Сефевиды. Иранская шахская династия - Фархад Карими
Шрифт:
Интервал:
Закладка:
Что же касается Шахруха, то его пребывание на троне было неспокойным и закончилось печально: в 1795 году Хорасан захватил Ага-Мухаммед-хан Каджар, внук Фатхали-хана, некогда соперничавшего с Надир-шахом. Ага-Мухаммед-хан знал о том, что Шахрух хранит сокровище – большое количество драгоценных камней, оставшихся после Надир-шаха. Шестидесятилетний Шахрух даже под пытками не хотел говорить, где спрятаны сокровища, но когда ему начали лить на голову расплавленный свинец, все же рассказал.
Наше повествование подходит к концу – остался всего один правитель, подобно Сулейману II, связанный с домом Сефевидов по материнской линии.
Одному из придворных шаха Султана Хусейна, которого звали Мирза Мортеза, посчастливилось жениться на шахской дочери. Очень скоро счастье превратилось в несчастье, когда пришлось спасаться от афганцев. Но тем не менее Мирзе Мортезе и его жене удалось выжить и благополучно пережить правление Надир-шаха. У них родилось несколько дочерей и один сын, которого назвали Абу Торабом.

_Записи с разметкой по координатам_
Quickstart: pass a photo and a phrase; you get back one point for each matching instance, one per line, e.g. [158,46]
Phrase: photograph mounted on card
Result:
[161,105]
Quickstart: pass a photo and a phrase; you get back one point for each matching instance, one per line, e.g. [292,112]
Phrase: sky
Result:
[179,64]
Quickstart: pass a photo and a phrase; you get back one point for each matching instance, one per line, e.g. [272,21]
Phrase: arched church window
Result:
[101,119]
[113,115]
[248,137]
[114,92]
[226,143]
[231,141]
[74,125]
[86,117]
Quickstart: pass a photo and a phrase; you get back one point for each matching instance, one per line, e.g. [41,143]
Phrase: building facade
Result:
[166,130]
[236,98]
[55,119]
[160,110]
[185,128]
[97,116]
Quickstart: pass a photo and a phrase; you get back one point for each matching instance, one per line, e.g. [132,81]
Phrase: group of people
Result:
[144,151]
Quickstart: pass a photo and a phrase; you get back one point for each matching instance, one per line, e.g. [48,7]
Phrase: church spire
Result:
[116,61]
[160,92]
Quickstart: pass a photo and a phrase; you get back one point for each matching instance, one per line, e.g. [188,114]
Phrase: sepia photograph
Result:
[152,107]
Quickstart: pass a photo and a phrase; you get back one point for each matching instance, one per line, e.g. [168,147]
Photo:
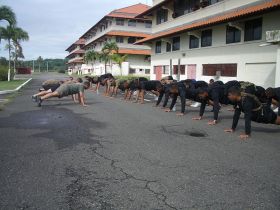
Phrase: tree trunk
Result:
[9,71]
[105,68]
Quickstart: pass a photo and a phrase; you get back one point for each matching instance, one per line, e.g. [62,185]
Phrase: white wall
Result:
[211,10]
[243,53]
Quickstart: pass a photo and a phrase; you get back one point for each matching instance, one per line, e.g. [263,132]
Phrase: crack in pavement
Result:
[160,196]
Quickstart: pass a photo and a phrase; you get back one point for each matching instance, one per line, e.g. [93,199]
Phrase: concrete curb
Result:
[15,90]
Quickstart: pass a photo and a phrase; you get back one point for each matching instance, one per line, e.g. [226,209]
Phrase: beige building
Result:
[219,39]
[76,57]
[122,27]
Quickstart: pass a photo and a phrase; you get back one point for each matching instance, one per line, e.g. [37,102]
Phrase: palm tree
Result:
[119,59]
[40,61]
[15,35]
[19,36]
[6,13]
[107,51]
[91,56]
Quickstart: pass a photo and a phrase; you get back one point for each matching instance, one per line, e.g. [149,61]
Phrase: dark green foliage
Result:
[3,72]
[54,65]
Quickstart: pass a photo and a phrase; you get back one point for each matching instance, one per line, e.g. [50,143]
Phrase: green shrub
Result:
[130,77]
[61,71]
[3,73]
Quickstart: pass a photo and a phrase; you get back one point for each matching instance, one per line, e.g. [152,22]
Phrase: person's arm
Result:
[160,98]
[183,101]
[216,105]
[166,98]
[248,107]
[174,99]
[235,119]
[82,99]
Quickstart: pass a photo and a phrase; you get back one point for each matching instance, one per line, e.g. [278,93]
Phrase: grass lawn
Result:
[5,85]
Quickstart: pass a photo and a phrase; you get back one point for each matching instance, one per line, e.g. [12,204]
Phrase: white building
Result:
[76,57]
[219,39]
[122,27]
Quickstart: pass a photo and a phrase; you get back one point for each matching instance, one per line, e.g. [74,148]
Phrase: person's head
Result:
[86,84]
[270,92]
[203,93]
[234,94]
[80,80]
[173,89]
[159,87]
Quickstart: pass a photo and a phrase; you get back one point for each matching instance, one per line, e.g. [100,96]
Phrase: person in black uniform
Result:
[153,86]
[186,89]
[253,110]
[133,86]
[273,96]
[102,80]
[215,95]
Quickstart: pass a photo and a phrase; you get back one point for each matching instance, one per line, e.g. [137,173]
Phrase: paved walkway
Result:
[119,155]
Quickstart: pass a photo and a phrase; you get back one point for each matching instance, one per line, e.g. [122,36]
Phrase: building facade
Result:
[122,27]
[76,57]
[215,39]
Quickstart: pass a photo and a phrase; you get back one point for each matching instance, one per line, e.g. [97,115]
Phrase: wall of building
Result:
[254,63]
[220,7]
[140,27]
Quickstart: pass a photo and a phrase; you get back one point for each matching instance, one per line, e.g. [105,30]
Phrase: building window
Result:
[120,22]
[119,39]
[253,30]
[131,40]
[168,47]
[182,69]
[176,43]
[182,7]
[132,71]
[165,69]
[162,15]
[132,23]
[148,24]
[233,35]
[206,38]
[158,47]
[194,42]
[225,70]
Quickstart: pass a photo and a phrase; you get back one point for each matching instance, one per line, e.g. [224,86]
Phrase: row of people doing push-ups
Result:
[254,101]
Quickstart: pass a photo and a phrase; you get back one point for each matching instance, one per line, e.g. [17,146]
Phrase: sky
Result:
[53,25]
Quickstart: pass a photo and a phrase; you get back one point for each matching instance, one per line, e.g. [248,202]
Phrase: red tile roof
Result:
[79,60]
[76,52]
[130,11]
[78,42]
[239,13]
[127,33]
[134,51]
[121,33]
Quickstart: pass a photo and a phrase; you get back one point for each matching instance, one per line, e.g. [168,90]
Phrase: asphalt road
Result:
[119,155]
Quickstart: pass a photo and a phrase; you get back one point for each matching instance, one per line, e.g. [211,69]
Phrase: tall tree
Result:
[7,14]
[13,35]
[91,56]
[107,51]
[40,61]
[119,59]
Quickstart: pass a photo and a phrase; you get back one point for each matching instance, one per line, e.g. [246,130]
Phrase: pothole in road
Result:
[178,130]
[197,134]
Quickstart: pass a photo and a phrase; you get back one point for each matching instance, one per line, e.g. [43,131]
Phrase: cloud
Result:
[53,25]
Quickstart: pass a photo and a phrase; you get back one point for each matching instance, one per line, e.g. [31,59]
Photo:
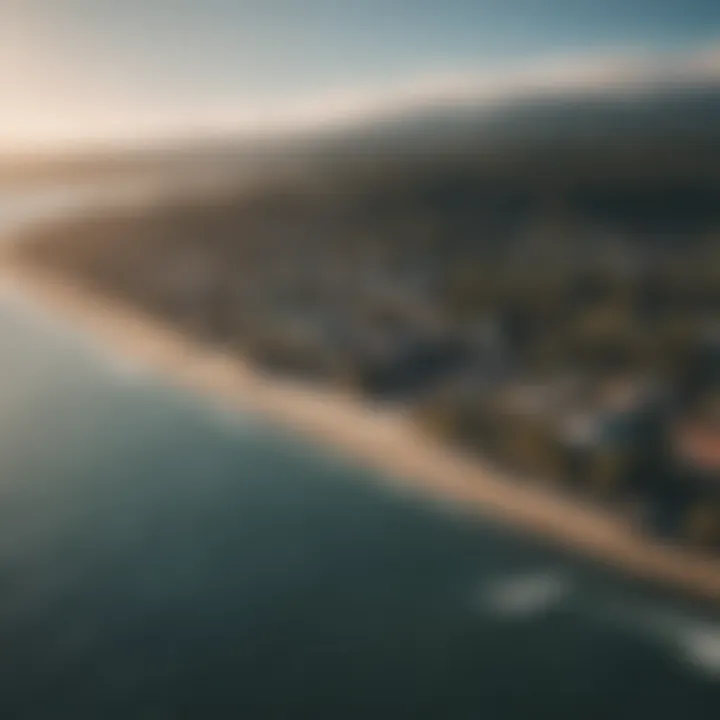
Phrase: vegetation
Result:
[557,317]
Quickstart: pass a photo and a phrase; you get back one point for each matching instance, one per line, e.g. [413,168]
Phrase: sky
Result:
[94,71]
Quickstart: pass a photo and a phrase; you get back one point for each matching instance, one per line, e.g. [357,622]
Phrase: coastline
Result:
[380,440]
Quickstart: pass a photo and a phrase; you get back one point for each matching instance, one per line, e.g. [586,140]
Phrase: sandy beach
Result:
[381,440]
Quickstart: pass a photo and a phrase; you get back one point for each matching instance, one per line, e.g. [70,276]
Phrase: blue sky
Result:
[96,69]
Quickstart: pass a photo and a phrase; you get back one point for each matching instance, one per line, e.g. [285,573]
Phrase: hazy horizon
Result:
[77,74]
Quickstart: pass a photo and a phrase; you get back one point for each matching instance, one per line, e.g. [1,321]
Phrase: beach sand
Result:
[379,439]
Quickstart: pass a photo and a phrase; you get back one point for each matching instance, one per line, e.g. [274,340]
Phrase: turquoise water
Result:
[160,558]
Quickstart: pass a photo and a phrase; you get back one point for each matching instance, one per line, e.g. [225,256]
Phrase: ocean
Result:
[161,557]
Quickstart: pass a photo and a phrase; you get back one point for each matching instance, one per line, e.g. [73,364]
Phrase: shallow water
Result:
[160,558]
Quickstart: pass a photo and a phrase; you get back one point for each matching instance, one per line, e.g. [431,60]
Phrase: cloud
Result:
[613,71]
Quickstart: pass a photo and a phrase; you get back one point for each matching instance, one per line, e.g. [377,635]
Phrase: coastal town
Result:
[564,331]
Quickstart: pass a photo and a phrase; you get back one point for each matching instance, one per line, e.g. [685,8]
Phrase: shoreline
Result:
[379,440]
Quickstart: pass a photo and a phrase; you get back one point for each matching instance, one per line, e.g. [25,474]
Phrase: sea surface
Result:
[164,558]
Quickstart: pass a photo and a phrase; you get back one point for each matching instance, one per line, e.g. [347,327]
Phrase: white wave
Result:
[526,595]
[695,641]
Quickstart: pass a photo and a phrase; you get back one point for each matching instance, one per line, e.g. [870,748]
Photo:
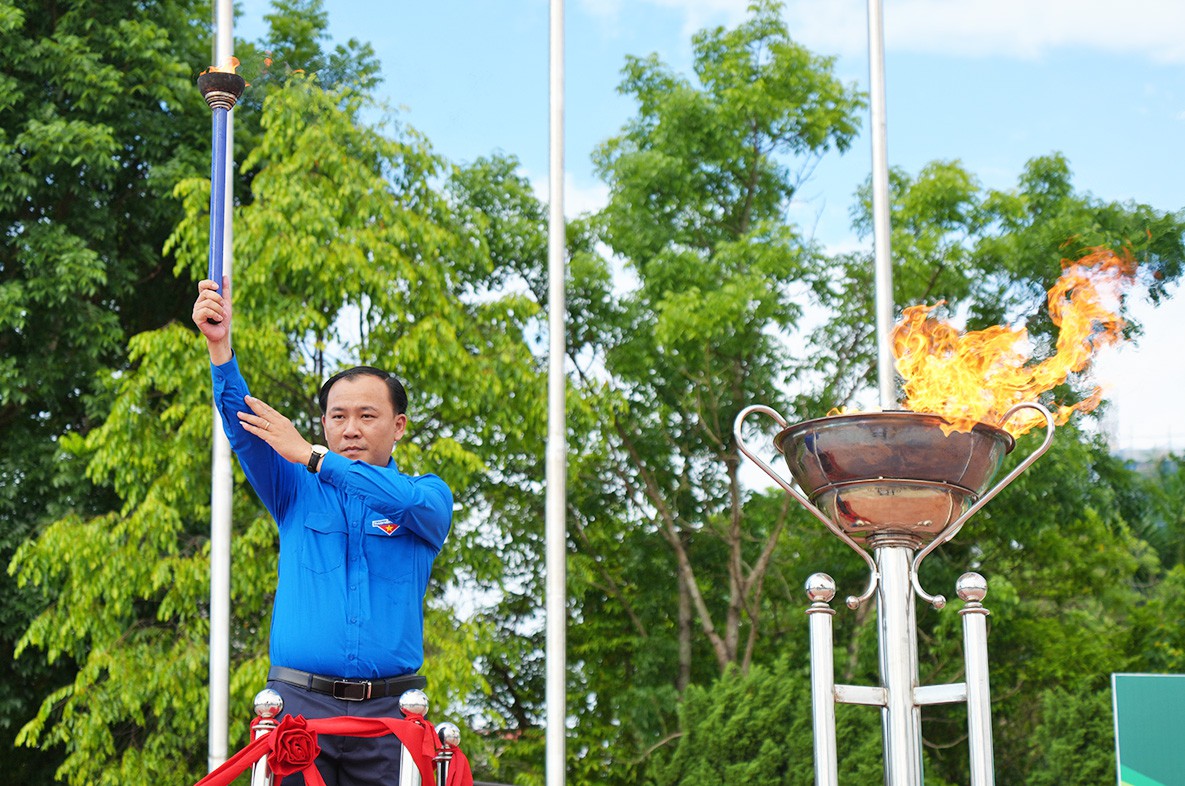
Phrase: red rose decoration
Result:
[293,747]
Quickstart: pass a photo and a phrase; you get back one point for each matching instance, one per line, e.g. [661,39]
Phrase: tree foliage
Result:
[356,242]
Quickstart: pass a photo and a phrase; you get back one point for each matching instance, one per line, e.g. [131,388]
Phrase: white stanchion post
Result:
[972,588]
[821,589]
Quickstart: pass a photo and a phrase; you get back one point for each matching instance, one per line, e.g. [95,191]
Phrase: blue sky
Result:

_Задание 1_
Перепишите слово в слово часть отрывка о Сефевидах, начиная со слов «Сефевиды. Иранская шахская» и заканчивая словами «все же рассказал.».
_Задание 2_
Подхватите отрывок о Сефевидах и допишите, что идет сразу за его последним предложением.
Эти строки никак не связаны с отрывком.

_Ответ к заданию 1_
Сефевиды. Иранская шахская династия - Фархад Карими
Шрифт:
Интервал:
Закладка:
Что же касается Шахруха, то его пребывание на троне было неспокойным и закончилось печально: в 1795 году Хорасан захватил Ага-Мухаммед-хан Каджар, внук Фатхали-хана, некогда соперничавшего с Надир-шахом. Ага-Мухаммед-хан знал о том, что Шахрух хранит сокровище – большое количество драгоценных камней, оставшихся после Надир-шаха. Шестидесятилетний Шахрух даже под пытками не хотел говорить, где спрятаны сокровища, но когда ему начали лить на голову расплавленный свинец, все же рассказал.

_Ответ к заданию 2_
После смерти Надир-шаха на власть, помимо прочих, претендовали два влиятельных племенных вождя – Алимардан-хан Бахтиари и Карим-хан Зенд. Они заключили союз между собой и в мае 1750 года осадили Исфахан. Правитель Исфахана Абдулфатх-хан решил присоединиться к этому союзу и сдал город без сопротивления. Сложившийся «правящий триумвират» представлял собой могущественную силу, но ни один из ханов не мог взойти на престол, поскольку не обладал даже видимостью легитимности. Но тут, весьма удачно, под руку подвернулся семнадцатилетний Абу Тораб, которого в июне того же года провозгласили шахиншахом Исмаилом Третьим. Алимардан-хан стал при Исмаиле великим визирем, Карим-хан – сердаром, а Абдулфатх-хан остался правителем столицы.
Надо ли говорить о том, что «правящий триумвират» просуществовал недолго? Когда Керим-хан во главе войска отправился на завоевание иранских областей, Алимардан-хан убил Абдулфатх-хана и стал непосредственно править городом. Алчность его была велика, а поведение неосмотрительно – он обложил жителей Исфахана настолько высокими налогами, что вскоре те восстали, но вернувшийся в январе 1751 года Карим-хан быстро восстановил порядок.
Очень скоро между Алимардан-ханом и Карим-ханом проползла змея[209]. Дело дошло до сражения, в котором победил Карим-хан. Шах Исмаил, изначально находившийся под контролем Алимардан-хана, во время сражения сумел перебежать к Карим-хану. Карим-хан, во избежание неожиданностей, отправил шаха в южную крепость Абадан[210], которая считалась одной из самых неприступных, поскольку она со всех сторон окружена водой. Там, «в почетном плену», Исмаил провел остаток своей жизни. Умер он в 1773 году, в сорокалетнем возрасте.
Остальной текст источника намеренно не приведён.